[Stored items from a collection]
_ _ _

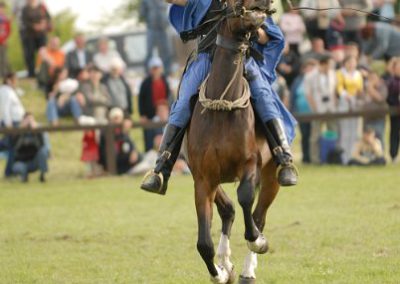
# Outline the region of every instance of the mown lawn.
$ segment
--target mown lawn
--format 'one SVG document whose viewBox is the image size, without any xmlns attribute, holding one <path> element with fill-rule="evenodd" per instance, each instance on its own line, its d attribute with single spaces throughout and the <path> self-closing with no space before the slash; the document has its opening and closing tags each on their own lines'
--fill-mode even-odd
<svg viewBox="0 0 400 284">
<path fill-rule="evenodd" d="M 270 210 L 272 248 L 260 257 L 258 283 L 399 283 L 399 172 L 302 167 L 301 184 L 282 190 Z M 0 283 L 209 283 L 195 246 L 191 178 L 175 177 L 166 197 L 142 193 L 139 181 L 55 174 L 45 185 L 0 182 Z M 219 227 L 215 215 L 215 242 Z"/>
</svg>

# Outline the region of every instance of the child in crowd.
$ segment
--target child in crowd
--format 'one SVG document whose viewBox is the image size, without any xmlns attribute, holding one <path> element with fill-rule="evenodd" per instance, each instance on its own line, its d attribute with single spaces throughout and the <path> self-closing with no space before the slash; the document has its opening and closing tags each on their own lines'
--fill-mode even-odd
<svg viewBox="0 0 400 284">
<path fill-rule="evenodd" d="M 0 1 L 0 77 L 10 72 L 7 59 L 7 41 L 10 37 L 11 23 L 6 14 L 6 4 Z"/>
<path fill-rule="evenodd" d="M 383 147 L 375 130 L 366 128 L 360 141 L 358 141 L 353 150 L 353 155 L 349 161 L 351 166 L 371 166 L 386 165 L 383 154 Z"/>
</svg>

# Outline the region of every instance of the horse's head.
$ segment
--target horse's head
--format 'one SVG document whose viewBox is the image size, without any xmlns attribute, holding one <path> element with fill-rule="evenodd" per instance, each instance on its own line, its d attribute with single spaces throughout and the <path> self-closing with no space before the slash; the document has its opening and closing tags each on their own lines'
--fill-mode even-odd
<svg viewBox="0 0 400 284">
<path fill-rule="evenodd" d="M 226 0 L 232 11 L 227 27 L 235 35 L 256 31 L 271 12 L 271 0 Z"/>
</svg>

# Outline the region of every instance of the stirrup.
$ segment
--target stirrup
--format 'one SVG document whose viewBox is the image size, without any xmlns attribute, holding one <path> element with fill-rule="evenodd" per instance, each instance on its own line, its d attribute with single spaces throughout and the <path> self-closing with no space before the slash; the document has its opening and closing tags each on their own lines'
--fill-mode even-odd
<svg viewBox="0 0 400 284">
<path fill-rule="evenodd" d="M 276 178 L 279 177 L 279 173 L 281 172 L 281 170 L 283 170 L 283 168 L 290 168 L 290 169 L 294 170 L 296 176 L 299 177 L 299 169 L 293 163 L 290 163 L 289 165 L 284 165 L 284 166 L 279 165 L 276 168 Z"/>
<path fill-rule="evenodd" d="M 158 188 L 158 190 L 150 190 L 150 189 L 148 189 L 148 188 L 145 188 L 145 187 L 143 187 L 143 184 L 145 183 L 145 181 L 149 178 L 149 177 L 151 177 L 151 176 L 158 176 L 159 178 L 160 178 L 160 187 Z M 160 193 L 161 194 L 161 192 L 162 192 L 162 189 L 163 189 L 163 186 L 164 186 L 164 176 L 163 176 L 163 174 L 162 173 L 156 173 L 154 170 L 150 170 L 150 171 L 148 171 L 146 174 L 145 174 L 145 176 L 144 176 L 144 178 L 143 178 L 143 180 L 142 180 L 142 183 L 141 183 L 141 186 L 140 186 L 140 188 L 141 189 L 143 189 L 143 190 L 145 190 L 145 191 L 148 191 L 148 192 L 152 192 L 152 193 Z"/>
</svg>

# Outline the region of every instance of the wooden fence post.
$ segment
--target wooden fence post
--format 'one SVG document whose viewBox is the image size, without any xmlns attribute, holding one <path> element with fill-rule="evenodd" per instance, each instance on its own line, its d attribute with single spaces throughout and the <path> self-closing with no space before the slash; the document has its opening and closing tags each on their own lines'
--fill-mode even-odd
<svg viewBox="0 0 400 284">
<path fill-rule="evenodd" d="M 107 125 L 105 128 L 105 139 L 106 139 L 106 161 L 107 171 L 110 175 L 117 174 L 117 162 L 116 162 L 116 151 L 115 151 L 115 136 L 114 126 Z"/>
</svg>

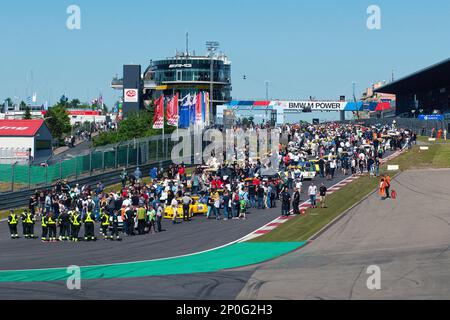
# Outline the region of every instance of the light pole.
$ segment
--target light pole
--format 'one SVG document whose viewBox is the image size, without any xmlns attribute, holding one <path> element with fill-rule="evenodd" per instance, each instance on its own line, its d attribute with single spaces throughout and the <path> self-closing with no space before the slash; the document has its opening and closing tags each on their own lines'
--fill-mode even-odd
<svg viewBox="0 0 450 320">
<path fill-rule="evenodd" d="M 269 80 L 266 80 L 266 101 L 269 101 Z M 269 122 L 267 118 L 267 113 L 269 111 L 269 106 L 266 106 L 266 122 Z"/>
<path fill-rule="evenodd" d="M 210 121 L 213 114 L 213 89 L 214 89 L 214 51 L 216 51 L 219 48 L 219 42 L 217 41 L 207 41 L 206 42 L 206 49 L 209 52 L 209 57 L 211 59 L 211 65 L 209 70 L 209 116 Z M 208 123 L 209 125 L 209 123 Z"/>
<path fill-rule="evenodd" d="M 356 93 L 355 93 L 355 91 L 356 91 L 356 82 L 353 81 L 352 85 L 353 85 L 353 101 L 356 102 Z"/>
</svg>

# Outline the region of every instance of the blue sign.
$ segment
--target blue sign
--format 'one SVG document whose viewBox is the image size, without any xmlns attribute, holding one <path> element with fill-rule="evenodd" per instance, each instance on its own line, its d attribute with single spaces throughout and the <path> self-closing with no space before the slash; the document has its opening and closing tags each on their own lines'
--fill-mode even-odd
<svg viewBox="0 0 450 320">
<path fill-rule="evenodd" d="M 444 116 L 442 114 L 431 114 L 431 115 L 420 115 L 420 121 L 444 121 Z"/>
</svg>

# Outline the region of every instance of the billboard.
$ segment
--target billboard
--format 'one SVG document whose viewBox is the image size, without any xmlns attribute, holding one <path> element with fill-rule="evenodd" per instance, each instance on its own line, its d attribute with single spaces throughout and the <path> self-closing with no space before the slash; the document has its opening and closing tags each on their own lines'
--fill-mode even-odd
<svg viewBox="0 0 450 320">
<path fill-rule="evenodd" d="M 139 94 L 137 89 L 125 89 L 123 91 L 124 102 L 139 102 Z"/>
<path fill-rule="evenodd" d="M 123 116 L 142 109 L 143 81 L 140 65 L 123 66 Z"/>
<path fill-rule="evenodd" d="M 441 114 L 420 115 L 420 121 L 444 121 L 444 116 Z"/>
<path fill-rule="evenodd" d="M 342 101 L 277 101 L 275 106 L 284 111 L 344 111 L 347 102 Z"/>
</svg>

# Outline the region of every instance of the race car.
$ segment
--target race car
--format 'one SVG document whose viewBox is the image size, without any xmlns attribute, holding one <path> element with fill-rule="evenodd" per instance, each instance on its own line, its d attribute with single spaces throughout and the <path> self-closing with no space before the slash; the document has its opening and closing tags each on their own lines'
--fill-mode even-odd
<svg viewBox="0 0 450 320">
<path fill-rule="evenodd" d="M 311 161 L 300 162 L 297 166 L 289 166 L 289 169 L 300 171 L 303 180 L 312 180 L 317 174 L 316 165 Z"/>
<path fill-rule="evenodd" d="M 316 165 L 311 162 L 301 162 L 299 165 L 300 172 L 302 174 L 303 180 L 312 180 L 317 175 Z"/>
<path fill-rule="evenodd" d="M 196 214 L 206 214 L 208 212 L 208 206 L 203 203 L 199 203 L 198 197 L 192 197 L 194 202 L 189 205 L 189 218 L 192 218 Z M 181 199 L 178 199 L 180 202 Z M 173 218 L 173 208 L 172 206 L 167 206 L 164 210 L 164 218 L 165 219 L 172 219 Z M 179 204 L 177 208 L 177 218 L 183 219 L 183 205 Z"/>
</svg>

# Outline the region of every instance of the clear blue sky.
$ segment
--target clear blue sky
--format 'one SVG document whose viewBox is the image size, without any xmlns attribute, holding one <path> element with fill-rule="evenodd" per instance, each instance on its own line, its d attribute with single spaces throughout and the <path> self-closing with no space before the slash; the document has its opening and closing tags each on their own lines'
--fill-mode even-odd
<svg viewBox="0 0 450 320">
<path fill-rule="evenodd" d="M 71 4 L 81 8 L 79 31 L 66 28 Z M 371 4 L 381 8 L 379 31 L 366 27 Z M 448 0 L 5 0 L 0 12 L 0 100 L 24 99 L 34 83 L 40 102 L 102 92 L 111 106 L 122 65 L 173 55 L 186 31 L 196 53 L 220 42 L 236 99 L 264 98 L 265 80 L 273 99 L 351 97 L 353 81 L 360 95 L 392 69 L 399 78 L 450 53 Z"/>
</svg>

_ _ _

About this task »
Look above for the line holding "# Outline the region of every instance of the child" and the line holding "# Outline the region of every instance of the horse's", then output exactly those two lines and every line between them, nothing more.

Answer to this task »
# Outline the region of every instance of the child in crowd.
$ segment
--target child in crowd
--format 'one SVG document whose viewBox is the image size, without any xmlns attribute, holding one <path> element with fill-rule="evenodd" per instance, each instance on its own line, its d attribute with single spaces throughout and the <path> self-closing with no space before the slash; the document has its opening and closing tags each on their own lines'
--fill-mode even-odd
<svg viewBox="0 0 400 284">
<path fill-rule="evenodd" d="M 0 1 L 0 77 L 10 72 L 7 59 L 7 41 L 10 37 L 11 23 L 6 14 L 6 4 Z"/>
<path fill-rule="evenodd" d="M 383 147 L 375 130 L 366 128 L 360 141 L 358 141 L 353 150 L 353 155 L 349 161 L 351 166 L 371 166 L 386 165 L 383 154 Z"/>
</svg>

# Outline the region of every instance of the horse's head.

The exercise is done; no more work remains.